• [TASK REQUIREMENTS]:
Restate the part of the article on the COVID-19 vaccine rollout between "Britain last week" and "of the vaccine.", inclusive, renaming "Pfizer-BioNTech" as "BioNTech-Pfizer".

• [READING TEXT]:
====
The United States on Monday began administering the first doses of the COVID-19 vaccine, in a much-awaited moment for the country that has suffered the world's highest numbers of coronavirus cases and deaths.

The vaccine, developed by U.S. pharmaceutical giant Pfizer Inc. and its German partner BioNTech SE, was granted an emergency use authorization by U.S. regulators on Friday for individuals aged 16 or older.

Britain last week became the first Western nation to start a mass effort to inoculate people against COVID-19, the respiratory illness caused by the novel coronavirus, using the same Pfizer-BioNTech vaccine. Japan is also among the countries that have a contract to receive a supply of the vaccine.

A health care worker in New York was seen getting a shot in live news coverage, becoming one of the first to receive the vaccine that is being shipped across the United States. Frontline workers and residents of nursing homes are to be vaccinated first.

The vaccine is administered as a two-dose series, with three weeks between the shots. The duration of protection against the disease is currently unknown, according to U.S. regulators.
====
• [ENTRIES PROVIDED]:
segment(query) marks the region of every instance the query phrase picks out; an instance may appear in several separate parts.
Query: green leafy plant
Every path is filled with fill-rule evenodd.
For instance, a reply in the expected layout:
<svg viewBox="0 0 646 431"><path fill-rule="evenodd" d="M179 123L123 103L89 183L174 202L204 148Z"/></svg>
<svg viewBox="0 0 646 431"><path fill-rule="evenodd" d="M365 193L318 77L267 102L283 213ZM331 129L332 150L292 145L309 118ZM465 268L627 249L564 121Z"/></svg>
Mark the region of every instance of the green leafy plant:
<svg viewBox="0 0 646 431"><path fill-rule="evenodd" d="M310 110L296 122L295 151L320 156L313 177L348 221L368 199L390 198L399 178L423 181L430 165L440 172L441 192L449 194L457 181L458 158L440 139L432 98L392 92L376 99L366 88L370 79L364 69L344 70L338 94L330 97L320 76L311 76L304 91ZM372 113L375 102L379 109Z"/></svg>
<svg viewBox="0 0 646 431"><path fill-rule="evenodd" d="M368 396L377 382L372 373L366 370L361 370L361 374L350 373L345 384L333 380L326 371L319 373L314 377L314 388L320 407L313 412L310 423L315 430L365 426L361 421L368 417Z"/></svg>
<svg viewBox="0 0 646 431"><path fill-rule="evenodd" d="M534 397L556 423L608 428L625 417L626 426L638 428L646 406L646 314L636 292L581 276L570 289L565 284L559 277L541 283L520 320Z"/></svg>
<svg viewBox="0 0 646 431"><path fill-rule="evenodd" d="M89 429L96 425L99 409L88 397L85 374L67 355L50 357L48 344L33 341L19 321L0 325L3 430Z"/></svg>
====
• [EXERCISE RESPONSE]:
Britain last week became the first Western nation to start a mass effort to inoculate people against COVID-19, the respiratory illness caused by the novel coronavirus, using the same BioNTech-Pfizer vaccine. Japan is also among the countries that have a contract to receive a supply of the vaccine.